**What you need to do**
I would like you to restate each record word for word.

Stored records

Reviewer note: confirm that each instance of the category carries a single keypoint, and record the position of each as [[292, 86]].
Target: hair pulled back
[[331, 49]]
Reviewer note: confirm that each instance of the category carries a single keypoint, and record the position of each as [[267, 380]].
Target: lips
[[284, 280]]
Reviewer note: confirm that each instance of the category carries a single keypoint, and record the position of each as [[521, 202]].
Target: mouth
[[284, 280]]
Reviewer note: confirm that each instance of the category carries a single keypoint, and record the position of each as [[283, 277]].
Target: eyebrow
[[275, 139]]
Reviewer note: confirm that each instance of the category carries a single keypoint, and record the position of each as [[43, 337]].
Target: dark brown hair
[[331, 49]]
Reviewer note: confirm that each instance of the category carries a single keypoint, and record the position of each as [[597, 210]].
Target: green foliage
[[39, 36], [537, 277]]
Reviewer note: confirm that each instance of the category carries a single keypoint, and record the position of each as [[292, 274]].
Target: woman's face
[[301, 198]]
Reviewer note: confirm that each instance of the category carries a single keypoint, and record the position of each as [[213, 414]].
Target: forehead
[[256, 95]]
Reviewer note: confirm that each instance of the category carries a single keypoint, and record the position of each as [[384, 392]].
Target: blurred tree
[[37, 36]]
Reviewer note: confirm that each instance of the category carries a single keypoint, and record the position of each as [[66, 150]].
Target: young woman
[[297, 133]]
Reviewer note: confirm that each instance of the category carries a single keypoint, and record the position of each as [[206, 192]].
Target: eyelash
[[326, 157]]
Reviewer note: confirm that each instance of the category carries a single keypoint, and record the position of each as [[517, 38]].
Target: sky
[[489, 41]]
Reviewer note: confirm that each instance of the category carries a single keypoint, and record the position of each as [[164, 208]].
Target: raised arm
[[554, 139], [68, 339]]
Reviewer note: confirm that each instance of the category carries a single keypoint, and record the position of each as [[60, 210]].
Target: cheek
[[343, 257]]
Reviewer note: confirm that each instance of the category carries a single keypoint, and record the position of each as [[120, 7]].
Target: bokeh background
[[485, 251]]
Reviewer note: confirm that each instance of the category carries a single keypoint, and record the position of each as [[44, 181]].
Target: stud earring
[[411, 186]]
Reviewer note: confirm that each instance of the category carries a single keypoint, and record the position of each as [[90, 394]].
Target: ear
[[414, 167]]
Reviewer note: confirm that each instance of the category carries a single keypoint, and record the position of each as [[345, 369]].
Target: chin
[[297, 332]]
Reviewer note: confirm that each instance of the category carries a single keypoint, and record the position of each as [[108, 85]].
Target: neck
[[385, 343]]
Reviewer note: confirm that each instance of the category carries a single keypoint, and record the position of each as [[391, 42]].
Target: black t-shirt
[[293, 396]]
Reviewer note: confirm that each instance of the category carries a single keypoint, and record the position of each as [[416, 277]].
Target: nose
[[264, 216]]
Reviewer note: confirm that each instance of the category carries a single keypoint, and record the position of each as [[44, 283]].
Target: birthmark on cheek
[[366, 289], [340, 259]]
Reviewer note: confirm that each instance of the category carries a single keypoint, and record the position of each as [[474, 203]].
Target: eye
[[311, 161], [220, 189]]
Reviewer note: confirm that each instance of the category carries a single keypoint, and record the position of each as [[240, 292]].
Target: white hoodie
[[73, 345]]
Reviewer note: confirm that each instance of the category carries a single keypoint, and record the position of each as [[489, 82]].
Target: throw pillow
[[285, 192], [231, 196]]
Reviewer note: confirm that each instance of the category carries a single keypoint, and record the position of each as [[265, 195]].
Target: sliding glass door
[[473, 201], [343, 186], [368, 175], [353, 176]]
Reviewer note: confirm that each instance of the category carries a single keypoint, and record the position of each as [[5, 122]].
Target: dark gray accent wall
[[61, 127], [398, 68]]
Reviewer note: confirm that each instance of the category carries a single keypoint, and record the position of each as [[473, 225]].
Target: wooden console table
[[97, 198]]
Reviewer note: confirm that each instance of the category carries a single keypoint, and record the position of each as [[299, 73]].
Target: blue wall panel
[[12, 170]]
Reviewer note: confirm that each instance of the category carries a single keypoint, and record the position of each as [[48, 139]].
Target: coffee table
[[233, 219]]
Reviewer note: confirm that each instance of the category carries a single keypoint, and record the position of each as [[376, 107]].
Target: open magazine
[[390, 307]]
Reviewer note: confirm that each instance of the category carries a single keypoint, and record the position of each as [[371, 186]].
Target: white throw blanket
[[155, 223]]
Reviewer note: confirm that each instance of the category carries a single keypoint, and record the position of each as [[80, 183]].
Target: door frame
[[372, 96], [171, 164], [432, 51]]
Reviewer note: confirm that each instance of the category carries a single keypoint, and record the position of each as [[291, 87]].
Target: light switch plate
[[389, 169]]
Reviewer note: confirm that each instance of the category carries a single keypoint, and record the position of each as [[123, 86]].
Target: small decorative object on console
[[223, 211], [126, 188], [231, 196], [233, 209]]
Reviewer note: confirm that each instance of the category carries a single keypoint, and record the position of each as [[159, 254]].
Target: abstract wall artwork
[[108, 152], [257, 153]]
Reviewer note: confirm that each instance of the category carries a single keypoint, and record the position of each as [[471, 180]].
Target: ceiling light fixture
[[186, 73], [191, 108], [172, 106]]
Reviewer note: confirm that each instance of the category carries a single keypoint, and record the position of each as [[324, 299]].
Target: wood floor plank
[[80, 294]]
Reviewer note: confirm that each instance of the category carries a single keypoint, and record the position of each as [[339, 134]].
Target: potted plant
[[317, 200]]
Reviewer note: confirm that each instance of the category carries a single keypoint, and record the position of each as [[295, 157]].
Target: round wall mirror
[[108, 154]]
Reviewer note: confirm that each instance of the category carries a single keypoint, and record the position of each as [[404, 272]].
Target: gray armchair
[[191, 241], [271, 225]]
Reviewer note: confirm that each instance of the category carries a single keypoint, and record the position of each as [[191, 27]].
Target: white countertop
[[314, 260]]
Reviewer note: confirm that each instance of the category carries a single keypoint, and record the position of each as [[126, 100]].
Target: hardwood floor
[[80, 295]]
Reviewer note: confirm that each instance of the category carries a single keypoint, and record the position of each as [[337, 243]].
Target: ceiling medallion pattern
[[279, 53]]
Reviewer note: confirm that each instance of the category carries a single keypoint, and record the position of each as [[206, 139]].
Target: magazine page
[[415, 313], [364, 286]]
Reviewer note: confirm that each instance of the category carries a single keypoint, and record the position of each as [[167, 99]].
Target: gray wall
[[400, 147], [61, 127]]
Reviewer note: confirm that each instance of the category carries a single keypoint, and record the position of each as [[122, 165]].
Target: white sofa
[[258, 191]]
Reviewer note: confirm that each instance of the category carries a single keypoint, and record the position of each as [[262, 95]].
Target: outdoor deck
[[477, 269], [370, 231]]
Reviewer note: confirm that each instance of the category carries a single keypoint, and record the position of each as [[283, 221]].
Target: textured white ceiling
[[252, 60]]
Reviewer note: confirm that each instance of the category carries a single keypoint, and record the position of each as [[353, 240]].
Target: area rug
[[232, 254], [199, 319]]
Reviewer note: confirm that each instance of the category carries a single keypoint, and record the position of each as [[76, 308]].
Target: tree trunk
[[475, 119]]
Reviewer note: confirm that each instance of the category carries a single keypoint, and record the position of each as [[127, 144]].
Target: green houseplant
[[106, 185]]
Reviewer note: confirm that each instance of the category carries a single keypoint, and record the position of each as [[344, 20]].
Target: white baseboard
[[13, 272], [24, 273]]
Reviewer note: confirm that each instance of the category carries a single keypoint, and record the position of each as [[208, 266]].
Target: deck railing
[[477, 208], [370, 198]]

**Reply to the exercise**
Reviewer note: confirm that each instance of the category carries a single keypoint, and record the position of each as [[292, 86]].
Target: hair pulled back
[[331, 49]]
Reviewer note: confirm that each instance of the category carries a single keypoint, and record the position of each as [[267, 380]].
Target: lips
[[284, 280]]
Reviewer note: confirm that each instance of the category carries a single keypoint, and record the position of each as [[521, 202]].
Target: mouth
[[284, 280]]
Reviewer note: confirm that each instance of the category carries a single keypoint, and record the position of each as [[283, 277]].
Target: eyebrow
[[275, 139]]
Reviewer note: confirm that each instance of the category carries a single keypoint, and record the position of each as [[43, 337]].
Target: dark brown hair
[[331, 49]]
Reviewer note: confirm that each instance of the category carries a single keypoint, and record the position of each as [[597, 210]].
Target: green foliage
[[39, 36], [537, 277]]
Reviewer note: confirm that each instance of the category carries a single keypoint, and record the position of each as [[292, 274]].
Target: woman's face
[[301, 198]]
Reviewer note: confirm that each instance of the category carries a single keypoint, and record the position of each as [[213, 414]].
Target: forehead
[[256, 95]]
Reviewer note: confirm that each instance of the category carries a single keypoint, and record the position of each as [[384, 392]].
Target: blurred tree
[[37, 36]]
Reviewer note: confirm that each instance of the category carries a single keypoint, and record the position of each as [[66, 150]].
Target: young woman
[[297, 133]]
Reviewer note: confirm that each instance of the category carries a single keypoint, and record the position of each as [[206, 192]].
Target: eyelash
[[326, 157]]
Reviewer note: confirm that each instance of the category carries a single keypoint, and record the position of each as [[517, 38]].
Target: sky
[[489, 41]]
Reviewer note: confirm that each instance of the category carries a single keypoint, and record the position of each as [[164, 208]].
Target: raised arm
[[554, 139], [68, 339]]
Reviewer note: confirm that each instance of the category carries a single keypoint, and record the position of each as [[60, 210]].
Target: cheek
[[343, 257]]
Reviewer note: confirm that each instance of the category carries a single keypoint, and record the position of each as [[120, 7]].
Target: bokeh background
[[485, 251]]
Reviewer note: confirm that each instance of the category carries a single keypoint, and record the position of each as [[44, 181]].
Target: stud earring
[[411, 186]]
Reviewer note: confirm that each instance of the category carries a single keypoint, and record the position of each as [[90, 394]].
Target: ear
[[414, 167]]
Reviewer note: confirm that each instance of the category carries a single keypoint, and record the position of each as [[345, 369]].
Target: chin
[[297, 332]]
Reviewer note: confirm that each instance of the category carries a single keypoint, and record the position of each as [[108, 85]].
Target: neck
[[385, 343]]
Reviewer note: confirm that each instance of the category carries a single keypoint, and record the position of each as [[391, 42]].
Target: black t-shirt
[[293, 396]]
Reviewer note: confirm that each instance of the category carries a single keypoint, and record the position of each as [[416, 277]].
Target: nose
[[264, 216]]
Reviewer note: confirm that each instance of the category carries a single keypoint, and record the position of each as [[44, 283]].
Target: birthmark on cheek
[[366, 289], [340, 259]]
Reviewer note: confirm that each instance of the category carries a single keypoint, and record the position of each as [[474, 203]].
Target: eye
[[311, 161], [220, 189]]
Reviewer note: confirm that each instance of the category carries a single keypoint, and record the position of each as [[240, 292]].
Target: white hoodie
[[73, 345]]
Reviewer note: confirm that each instance of the category carries a single keypoint, and record the position of each as [[489, 82]].
Target: throw pillow
[[285, 192], [231, 196]]
Reviewer note: confirm that each instance of the category carries a single keypoint, and record the position of each as [[265, 195]].
Target: sliding glass door
[[473, 201], [343, 186], [368, 175], [353, 176]]
Reviewer note: confirm that each instance of the category carries a single keypoint, and record the position of each as [[5, 122]].
Target: dark gray accent wall
[[61, 127], [398, 68]]
Reviewer note: confirm that each instance of the category carries a single keypoint, and record the position of each as [[473, 225]].
Target: wooden console table
[[97, 198]]
Reviewer note: confirm that each instance of the category carries a single keypoint, and record the position of each as [[299, 73]].
Target: blue wall panel
[[12, 170]]
Reviewer note: confirm that each instance of the category carries a single keypoint, and record the position of each as [[48, 139]].
Target: coffee table
[[233, 219]]
Reviewer note: confirm that each instance of the category carries a single keypoint, and record the position of each as [[376, 107]].
Target: open magazine
[[390, 307]]
Reviewer note: confirm that each instance of the category carries a single keypoint, and record the position of each as [[371, 186]].
Target: white throw blanket
[[155, 223]]
Reviewer note: confirm that each instance of the category carries a single keypoint, and record the position of each as [[80, 183]].
Target: door frame
[[372, 96], [171, 164], [432, 51]]
Reviewer note: confirm that each instance of the category carries a single keypoint, and record the position of each as [[291, 87]].
Target: light switch plate
[[389, 169]]
Reviewer note: confirm that each instance of the category carries a single keypoint, and record the position of each as [[123, 86]].
Target: small decorative object on console
[[223, 211], [126, 188], [231, 196], [233, 209]]
Reviewer note: confirm that each instance of the category carries a single keypoint, and record the position of each as [[159, 254]].
Target: abstract wall artwork
[[108, 152], [257, 153]]
Reviewer note: confirm that each instance of the category carries a single keypoint, and record the position of each as [[471, 180]].
Target: ceiling light fixture
[[186, 73], [191, 108], [172, 106]]
Reviewer note: confirm that each instance of the category carries a single keypoint, and record the position of each as [[324, 299]].
Target: wood floor plank
[[80, 294]]
Reviewer note: confirm that each instance of the category carries a single keypoint, and record the position of each as [[339, 134]].
Target: potted plant
[[317, 200]]
Reviewer note: confirm that each instance of the category carries a single keypoint, and record the position of each as [[295, 157]].
Target: round wall mirror
[[108, 154]]
Reviewer note: confirm that each instance of the category carries a single keypoint, and record the position of each as [[404, 272]].
Target: gray armchair
[[191, 241], [271, 225]]
Reviewer note: confirm that each instance of the category carries a single keypoint, and record the position of each as [[191, 27]].
Target: white countertop
[[314, 260]]
Reviewer note: confirm that each instance of the category carries a single keypoint, and record the position of each as [[126, 100]].
Target: hardwood floor
[[80, 295]]
Reviewer note: confirm that each instance of the category carries a single keypoint, and record the position of each as [[337, 243]].
Target: ceiling medallion pattern
[[279, 53]]
Reviewer note: confirm that each instance of the category carries a single keypoint, and record the position of each as [[206, 139]].
Target: magazine page
[[415, 313], [364, 286]]
Reviewer note: confirm that each instance of the category carries a single keypoint, and record the position of each as [[167, 99]].
Target: gray wall
[[400, 147], [61, 127]]
Reviewer note: confirm that each instance of the category carries a single keypoint, and record the position of each as [[122, 165]].
Target: white sofa
[[258, 191]]
Reviewer note: confirm that each instance of the category carries a single keypoint, and record the position of each as [[262, 95]].
Target: outdoor deck
[[477, 269], [370, 231]]
Reviewer note: confirm that each instance of the category carries a single keypoint, and record the position of each as [[283, 221]].
Target: textured white ceiling
[[252, 60]]
Reviewer note: confirm that each instance of the category carries a single keypoint, and record the position of each as [[353, 240]].
Target: area rug
[[232, 254], [199, 319]]
Reviewer note: confirm that each instance of the category carries a single keypoint, and record the position of each as [[76, 308]].
Target: tree trunk
[[475, 119]]
Reviewer note: confirm that each instance of the category carries a single keypoint, and record the position of each as [[127, 144]].
Target: green houseplant
[[106, 185]]
Reviewer note: confirm that each instance of the category carries a single keypoint, and record the position of each as [[344, 20]].
Target: white baseboard
[[13, 272], [24, 273]]
Reviewer note: confirm that each instance of the category carries a single keypoint, and record the position of each as [[208, 266]].
Target: deck railing
[[477, 208], [370, 198]]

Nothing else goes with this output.